[TASK TO CARRY OUT]: Print the records exactly and in full, please; the pictures stay out.
********
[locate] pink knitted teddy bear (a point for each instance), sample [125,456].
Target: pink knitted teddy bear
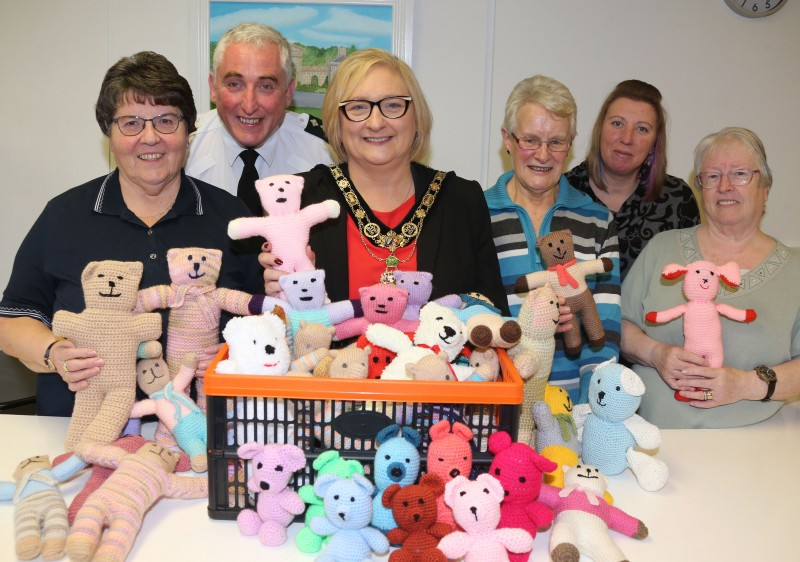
[476,507]
[702,329]
[272,466]
[286,226]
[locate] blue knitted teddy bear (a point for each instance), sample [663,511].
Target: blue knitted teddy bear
[348,510]
[396,462]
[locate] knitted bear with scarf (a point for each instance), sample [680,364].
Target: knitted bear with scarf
[271,468]
[611,430]
[519,469]
[110,326]
[170,401]
[195,305]
[40,514]
[476,507]
[567,276]
[122,501]
[583,518]
[414,509]
[702,328]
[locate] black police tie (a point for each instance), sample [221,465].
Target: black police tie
[247,183]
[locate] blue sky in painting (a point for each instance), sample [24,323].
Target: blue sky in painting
[320,25]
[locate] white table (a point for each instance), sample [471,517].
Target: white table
[733,494]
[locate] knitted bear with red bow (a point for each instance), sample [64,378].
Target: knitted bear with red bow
[702,329]
[567,276]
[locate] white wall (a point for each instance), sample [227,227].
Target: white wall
[713,67]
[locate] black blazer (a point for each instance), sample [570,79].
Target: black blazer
[455,244]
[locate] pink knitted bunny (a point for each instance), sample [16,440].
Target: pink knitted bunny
[272,467]
[286,225]
[702,329]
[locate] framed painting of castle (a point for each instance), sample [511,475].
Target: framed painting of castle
[321,33]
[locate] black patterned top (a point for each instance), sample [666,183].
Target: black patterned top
[639,220]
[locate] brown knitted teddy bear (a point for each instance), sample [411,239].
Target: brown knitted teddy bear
[567,276]
[109,326]
[414,510]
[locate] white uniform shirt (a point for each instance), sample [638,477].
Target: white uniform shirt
[214,154]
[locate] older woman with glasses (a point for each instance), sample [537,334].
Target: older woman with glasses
[761,359]
[399,214]
[535,198]
[144,207]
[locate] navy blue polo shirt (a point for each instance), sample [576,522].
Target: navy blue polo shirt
[90,223]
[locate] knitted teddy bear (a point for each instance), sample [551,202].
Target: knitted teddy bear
[170,402]
[419,285]
[396,462]
[449,455]
[121,502]
[583,518]
[348,509]
[195,305]
[380,304]
[611,429]
[533,355]
[518,469]
[476,507]
[272,466]
[40,514]
[414,509]
[329,462]
[702,328]
[110,327]
[556,432]
[567,276]
[256,346]
[286,226]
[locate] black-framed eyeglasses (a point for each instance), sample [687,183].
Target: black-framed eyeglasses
[131,125]
[393,107]
[711,180]
[533,143]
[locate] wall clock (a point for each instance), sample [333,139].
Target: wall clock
[755,8]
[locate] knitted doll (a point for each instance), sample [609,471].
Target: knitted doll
[382,304]
[170,401]
[567,276]
[419,285]
[519,470]
[120,504]
[476,507]
[556,432]
[449,455]
[40,514]
[583,518]
[329,462]
[533,356]
[256,346]
[414,509]
[611,429]
[286,226]
[195,305]
[110,327]
[273,465]
[396,462]
[702,329]
[348,509]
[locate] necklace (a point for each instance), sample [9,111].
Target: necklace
[390,240]
[158,214]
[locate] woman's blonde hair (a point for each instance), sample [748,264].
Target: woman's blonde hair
[349,75]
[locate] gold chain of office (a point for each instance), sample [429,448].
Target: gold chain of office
[391,240]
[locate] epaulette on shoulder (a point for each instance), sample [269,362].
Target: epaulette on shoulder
[314,127]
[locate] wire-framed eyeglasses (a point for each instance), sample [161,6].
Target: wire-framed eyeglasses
[393,107]
[533,143]
[711,180]
[131,125]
********
[ANSWER TO THIS PROBLEM]:
[locate] pink knitted teddy bear (a point for each instance), sample [125,456].
Target: pink knitted teddy bear
[476,507]
[702,329]
[272,466]
[286,226]
[locate] blue knitted teddy bear (a point for each instance), sample [663,511].
Target: blue knitted teddy bear
[348,510]
[396,462]
[locate] knitted bear with scarf (a point for each instance), sample [680,364].
Target: knitted bear with scarf
[271,468]
[611,430]
[519,469]
[110,326]
[170,401]
[195,305]
[40,514]
[476,507]
[567,276]
[122,501]
[583,518]
[414,509]
[702,328]
[locate] black police tie (a point for each instance), sample [221,465].
Target: black police tie
[247,183]
[locate] blue sky in painting (a point for each instance), sample [24,323].
Target: blue sky in painting
[320,25]
[locate] white table (a point for each instance), sample [471,517].
Target: white table
[733,494]
[locate] knitted bear with red bow (a point for each instance), sample [64,378].
Target: knitted bear with red bow
[702,329]
[567,276]
[locate] white wall (a point for each instance), sample [227,227].
Target: white wall
[713,67]
[locate] black blazer (a point for each instance), sample [570,79].
Target: black blazer
[455,244]
[locate] pink knitted bunny (a point for each instance), sample [16,440].
Target: pink knitted bunny
[272,467]
[286,225]
[702,329]
[locate] framed painting of castle (a point for each instance), sample [511,475].
Target: framed painting of castle
[321,33]
[locate] black patterned top (a point for each instance), sample [666,183].
Target: black patterned top
[639,220]
[locate] brown knitted teddy bear (a point for each instance), sample [411,239].
Target: brown knitted teddy bear
[567,276]
[109,326]
[414,510]
[locate] white uniform shirt (a point for each instance), sample [638,477].
Target: white uniform shirt
[214,154]
[locate] older woman with glasses (a point for each instance), sample [537,334].
Target: older woman with glasses
[761,359]
[399,214]
[535,198]
[144,207]
[locate] navy blue polo shirt (a point for each instance), sample [576,522].
Target: navy blue polo shirt
[90,223]
[locate] knitted teddy bear (a point for each instance), sample [551,202].
Target: knitted teddy bear
[170,402]
[419,285]
[396,462]
[449,455]
[121,502]
[583,518]
[348,509]
[195,305]
[380,304]
[611,429]
[533,355]
[518,469]
[476,507]
[272,466]
[40,514]
[414,509]
[329,462]
[702,328]
[110,327]
[556,432]
[567,276]
[256,346]
[286,226]
[locate] black-framed eyeglasses (a point for each instance), sample [687,183].
Target: black-framed eyeglasses
[131,125]
[393,107]
[711,180]
[533,143]
[locate] wall clock (a point for each instance), sample [333,139].
Target: wall clock
[755,8]
[locate] knitted doll (a point for each instance), sample [609,471].
Target: knitted doll
[382,304]
[170,401]
[567,276]
[419,285]
[519,470]
[120,504]
[476,507]
[556,432]
[449,455]
[40,514]
[583,518]
[329,462]
[533,356]
[256,346]
[414,509]
[611,429]
[286,226]
[195,305]
[110,327]
[273,465]
[396,462]
[702,329]
[348,509]
[locate] necklace (a point for each instance), sample [9,111].
Target: necklace
[390,240]
[158,214]
[locate] woman's blonde hair (a point for each instance), sample [748,264].
Target: woman's blonde hair
[349,75]
[locate] gold chain of office (a point for each instance), sample [429,448].
Target: gold chain of office
[391,240]
[locate] epaulette on shoulder (a point for each instance), sample [269,362].
Target: epaulette on shoulder
[314,127]
[locate] wire-framed eyeglasses (a point for each instance), sample [161,6].
Target: wire-framed eyeglasses
[393,107]
[533,143]
[711,180]
[131,125]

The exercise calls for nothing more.